**What the task requires:** Word for word, give the listing below again.

**Records for the task:**

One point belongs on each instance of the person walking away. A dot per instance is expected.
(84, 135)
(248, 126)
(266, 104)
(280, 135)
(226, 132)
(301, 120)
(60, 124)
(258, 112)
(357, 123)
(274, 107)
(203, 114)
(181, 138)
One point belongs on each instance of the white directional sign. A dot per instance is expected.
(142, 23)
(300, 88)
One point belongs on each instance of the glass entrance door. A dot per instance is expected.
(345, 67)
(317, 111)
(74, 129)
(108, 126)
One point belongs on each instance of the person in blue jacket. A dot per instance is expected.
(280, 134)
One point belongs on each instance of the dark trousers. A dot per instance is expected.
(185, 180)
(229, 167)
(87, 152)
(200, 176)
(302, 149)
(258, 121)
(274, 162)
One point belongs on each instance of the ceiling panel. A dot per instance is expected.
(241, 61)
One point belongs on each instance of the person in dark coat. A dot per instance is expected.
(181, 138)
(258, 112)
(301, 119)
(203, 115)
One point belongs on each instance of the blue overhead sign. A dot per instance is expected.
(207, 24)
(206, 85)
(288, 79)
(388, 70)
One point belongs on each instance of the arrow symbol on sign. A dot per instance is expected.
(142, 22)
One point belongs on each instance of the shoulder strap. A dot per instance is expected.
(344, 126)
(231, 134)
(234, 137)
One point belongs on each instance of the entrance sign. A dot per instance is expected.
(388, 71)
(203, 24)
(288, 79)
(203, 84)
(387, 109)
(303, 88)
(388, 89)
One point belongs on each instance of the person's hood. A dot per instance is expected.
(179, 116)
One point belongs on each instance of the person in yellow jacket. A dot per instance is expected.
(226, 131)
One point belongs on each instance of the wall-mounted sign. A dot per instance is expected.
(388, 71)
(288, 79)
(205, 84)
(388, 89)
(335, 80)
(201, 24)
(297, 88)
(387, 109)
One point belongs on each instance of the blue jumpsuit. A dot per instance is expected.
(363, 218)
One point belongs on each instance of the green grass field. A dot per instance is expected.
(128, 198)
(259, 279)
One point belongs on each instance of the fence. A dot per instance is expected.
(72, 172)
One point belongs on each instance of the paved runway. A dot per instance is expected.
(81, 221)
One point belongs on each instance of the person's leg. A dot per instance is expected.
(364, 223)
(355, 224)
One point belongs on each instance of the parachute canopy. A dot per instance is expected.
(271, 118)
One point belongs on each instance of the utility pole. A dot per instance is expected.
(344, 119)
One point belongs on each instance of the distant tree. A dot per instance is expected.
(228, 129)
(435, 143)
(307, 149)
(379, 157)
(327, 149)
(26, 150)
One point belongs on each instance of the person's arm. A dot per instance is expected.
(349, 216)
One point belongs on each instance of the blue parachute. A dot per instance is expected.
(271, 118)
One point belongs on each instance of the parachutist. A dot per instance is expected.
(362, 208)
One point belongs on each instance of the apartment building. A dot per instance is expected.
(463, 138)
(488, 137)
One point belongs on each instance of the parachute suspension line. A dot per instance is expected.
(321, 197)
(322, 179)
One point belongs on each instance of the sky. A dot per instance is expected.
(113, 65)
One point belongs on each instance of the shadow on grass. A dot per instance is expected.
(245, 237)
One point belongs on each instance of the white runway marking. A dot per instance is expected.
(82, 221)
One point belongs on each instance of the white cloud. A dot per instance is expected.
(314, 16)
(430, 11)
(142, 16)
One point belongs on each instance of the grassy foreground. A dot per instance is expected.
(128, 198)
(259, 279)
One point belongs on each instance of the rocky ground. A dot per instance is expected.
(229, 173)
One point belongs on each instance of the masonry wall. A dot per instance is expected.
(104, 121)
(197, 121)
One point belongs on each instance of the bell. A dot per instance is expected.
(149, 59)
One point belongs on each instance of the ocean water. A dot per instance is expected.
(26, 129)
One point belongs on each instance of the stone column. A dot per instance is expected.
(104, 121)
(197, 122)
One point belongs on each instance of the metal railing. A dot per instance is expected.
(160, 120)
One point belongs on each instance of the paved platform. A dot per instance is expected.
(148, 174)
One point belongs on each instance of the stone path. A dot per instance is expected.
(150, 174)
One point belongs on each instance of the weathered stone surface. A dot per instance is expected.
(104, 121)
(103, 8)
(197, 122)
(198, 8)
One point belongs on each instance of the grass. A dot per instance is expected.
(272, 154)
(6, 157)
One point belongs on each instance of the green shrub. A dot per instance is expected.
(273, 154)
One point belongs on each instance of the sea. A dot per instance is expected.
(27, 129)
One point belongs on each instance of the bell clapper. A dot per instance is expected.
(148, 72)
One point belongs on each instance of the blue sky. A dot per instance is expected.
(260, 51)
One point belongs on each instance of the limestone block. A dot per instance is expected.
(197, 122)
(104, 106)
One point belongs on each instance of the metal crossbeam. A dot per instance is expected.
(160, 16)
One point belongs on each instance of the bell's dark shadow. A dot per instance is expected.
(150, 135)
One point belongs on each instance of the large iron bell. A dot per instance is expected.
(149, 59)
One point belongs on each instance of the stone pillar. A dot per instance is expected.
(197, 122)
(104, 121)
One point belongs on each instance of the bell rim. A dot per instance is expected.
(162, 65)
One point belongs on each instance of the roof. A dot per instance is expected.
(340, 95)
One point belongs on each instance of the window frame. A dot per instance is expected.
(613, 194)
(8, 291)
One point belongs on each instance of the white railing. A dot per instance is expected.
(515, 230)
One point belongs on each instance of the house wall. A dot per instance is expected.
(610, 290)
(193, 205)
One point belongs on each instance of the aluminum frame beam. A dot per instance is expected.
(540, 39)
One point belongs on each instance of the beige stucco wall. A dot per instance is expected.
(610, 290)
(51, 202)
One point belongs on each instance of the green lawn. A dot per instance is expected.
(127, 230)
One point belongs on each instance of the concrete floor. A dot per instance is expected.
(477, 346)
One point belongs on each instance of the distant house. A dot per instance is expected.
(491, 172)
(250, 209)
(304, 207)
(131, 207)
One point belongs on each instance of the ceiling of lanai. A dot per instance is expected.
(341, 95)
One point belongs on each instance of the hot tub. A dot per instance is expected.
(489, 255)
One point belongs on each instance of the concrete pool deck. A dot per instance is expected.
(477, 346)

**Solution:**
One point belongs on each instance of the person walking away. A dot per instance is expected.
(84, 135)
(248, 126)
(266, 104)
(280, 135)
(226, 132)
(301, 120)
(60, 124)
(258, 112)
(357, 123)
(274, 107)
(203, 114)
(181, 138)
One point belongs on each instance of the white directional sign. A dot per instance is expected.
(142, 23)
(300, 88)
One point belongs on each instance of the glass entrance door. A dot per instance is expected.
(345, 67)
(317, 111)
(74, 129)
(108, 126)
One point belongs on each instance of the person in blue jacket. A dot per instance is expected.
(280, 134)
One point belongs on each instance of the dark trousers. A dot per instance is expected.
(185, 180)
(229, 167)
(87, 152)
(200, 176)
(302, 149)
(258, 121)
(274, 162)
One point belongs on each instance of the ceiling panel. A dot per instance is expected.
(241, 61)
One point belongs on each instance of the person in dark coat. A dot per instance is expected.
(181, 138)
(258, 112)
(301, 119)
(203, 115)
One point belongs on each instance of the blue overhead sign. A dot per instance is expected.
(207, 24)
(206, 85)
(288, 79)
(388, 70)
One point belongs on each instance of the arrow symbol on sign. A dot per instance is expected.
(142, 22)
One point belongs on each instance of the shoulder strap. A dot per instance is expected.
(344, 126)
(231, 134)
(234, 137)
One point belongs on each instance of the entrance sign. A dot per instance is expected.
(388, 71)
(203, 24)
(288, 79)
(203, 84)
(387, 109)
(303, 88)
(388, 89)
One point belongs on each instance of the person's hood. A dot per instance is expected.
(179, 116)
One point belongs on each instance of the person in yellow jacket. A dot per instance is expected.
(226, 131)
One point belongs on each instance of the wall-mounted sign. A dot per instance is expected.
(388, 71)
(288, 79)
(205, 84)
(388, 89)
(335, 80)
(201, 24)
(297, 88)
(387, 109)
One point belongs on each instance of the blue jumpsuit. A dot per instance is expected.
(363, 218)
One point belongs on each instance of the green grass field. A dot per instance is expected.
(128, 198)
(259, 279)
One point belongs on each instance of the fence. A dot per instance is expected.
(72, 172)
One point belongs on each instance of the paved runway. A dot per instance is expected.
(81, 221)
One point belongs on each instance of the person's leg. A dot per instance is expected.
(364, 223)
(355, 224)
One point belongs on each instance of the parachute canopy. A dot per instance is expected.
(271, 118)
One point belongs on each instance of the utility pole. A dot per instance is expected.
(344, 119)
One point belongs on each instance of the distant tree. A dot per instance is expected.
(228, 129)
(435, 143)
(307, 149)
(379, 157)
(327, 149)
(26, 150)
One point belongs on each instance of the person's arm. A dot per instance is expected.
(349, 216)
One point belongs on each instance of the blue parachute. A dot per instance is expected.
(271, 118)
One point belongs on each instance of the parachutist. A dot per instance is expected.
(362, 208)
One point belongs on each instance of the apartment building. A dot per instance is expected.
(463, 138)
(488, 137)
One point belongs on each instance of the parachute suspension line. A dot per instance is expected.
(321, 197)
(322, 179)
One point belongs on each instance of the sky. A dot per instance is expected.
(113, 65)
One point belongs on each instance of the shadow on grass. A dot per instance is expected.
(245, 237)
One point belongs on each instance of the white runway marking. A dot per instance is expected.
(82, 221)
One point belongs on each instance of the white cloud. A dot per instance is expected.
(314, 16)
(430, 11)
(142, 16)
One point belongs on each instance of the grassy foreground. A dot per instance is expected.
(128, 198)
(259, 279)
One point belongs on each instance of the rocky ground. A dot per instance is expected.
(229, 173)
One point belongs on each instance of the masonry wall. A dot per instance is expected.
(104, 121)
(197, 121)
One point belongs on each instance of the bell. A dot per instance is expected.
(149, 59)
One point belongs on each instance of the ocean water. A dot per instance is expected.
(26, 129)
One point belongs on each instance of the stone column. A dot per instance is expected.
(104, 121)
(197, 122)
One point belongs on each instance of the metal railing. A dot per instance is expected.
(160, 120)
One point belongs on each instance of the paved platform. A dot per instance is expected.
(148, 174)
One point belongs on each instance of the stone path. A dot per instance is expected.
(150, 174)
One point belongs on each instance of the weathered stone surface. A dot per instance is expected.
(104, 121)
(103, 8)
(197, 122)
(198, 8)
One point belongs on each instance of the grass. A dot per instance is expected.
(272, 154)
(6, 157)
One point belongs on each instance of the green shrub. A dot per instance is expected.
(273, 154)
One point belongs on each instance of the sea. A dot per instance is expected.
(27, 129)
One point belongs on each instance of the bell clapper. A dot per instance is expected.
(148, 72)
One point belongs on each instance of the blue sky. A dot per instance is expected.
(260, 51)
One point belongs on each instance of the limestone block. A dot per instance is expected.
(197, 122)
(104, 106)
One point belongs on each instance of the metal crossbeam. A dot per instance is expected.
(160, 16)
One point belongs on each instance of the bell's dark shadow. A dot per instance is expected.
(150, 135)
One point belongs on each instance of the large iron bell. A dot per instance is expected.
(149, 59)
One point belongs on each instance of the stone pillar. A dot per instance is expected.
(197, 122)
(104, 121)
One point belongs on each instance of the bell rim. A dot per instance is expected.
(162, 65)
One point belongs on each instance of the roof. A dot per instance is expected.
(340, 95)
One point belongs on each instance of the window frame. A dot per instance is expected.
(613, 194)
(8, 291)
One point belongs on each instance of the white railing. A dot per instance is expected.
(515, 230)
One point belongs on each instance of the house wall. A dot per instance is expected.
(610, 290)
(193, 205)
One point belongs on each instance of the aluminum frame beam. A dot per instance is expected.
(540, 39)
One point belongs on each instance of the beige stucco wall. A dot per instance is expected.
(610, 290)
(51, 202)
One point belongs on each instance of the green lawn. A dot per instance is expected.
(127, 230)
One point belongs on each instance of the concrete floor. A dot per instance is expected.
(477, 346)
One point belongs on each instance of the distant house. A dot per instance is expected.
(491, 172)
(250, 209)
(304, 207)
(131, 207)
One point belongs on each instance of the ceiling of lanai. A dot per instance is expected.
(341, 95)
One point belongs on each instance of the hot tub. A dot per instance is expected.
(489, 255)
One point belongs on each instance of the concrete pool deck. A dot per instance is expected.
(477, 346)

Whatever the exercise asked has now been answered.